WHAT IS EXPECTED - Render the rows below as a numbered list, leaving out any blank lines.
╭─ INFORMATION SUPPLIED
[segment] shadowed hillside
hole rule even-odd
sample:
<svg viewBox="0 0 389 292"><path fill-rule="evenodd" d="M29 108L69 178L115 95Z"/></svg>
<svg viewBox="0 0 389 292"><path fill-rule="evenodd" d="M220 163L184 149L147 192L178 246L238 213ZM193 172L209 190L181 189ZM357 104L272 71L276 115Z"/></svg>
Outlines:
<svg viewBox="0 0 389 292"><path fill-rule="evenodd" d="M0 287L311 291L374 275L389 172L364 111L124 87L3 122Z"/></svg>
╰─
RESULT -
1. [segment] shadowed hillside
2. hole rule even-odd
3. sample:
4. <svg viewBox="0 0 389 292"><path fill-rule="evenodd" d="M29 108L69 178L115 95Z"/></svg>
5. <svg viewBox="0 0 389 292"><path fill-rule="evenodd" d="M220 163L184 149L147 192L178 246L238 213ZM193 172L209 190L181 189ZM357 104L272 71L276 115Z"/></svg>
6. Outlines:
7. <svg viewBox="0 0 389 292"><path fill-rule="evenodd" d="M0 287L311 291L374 275L389 172L364 111L124 87L3 122Z"/></svg>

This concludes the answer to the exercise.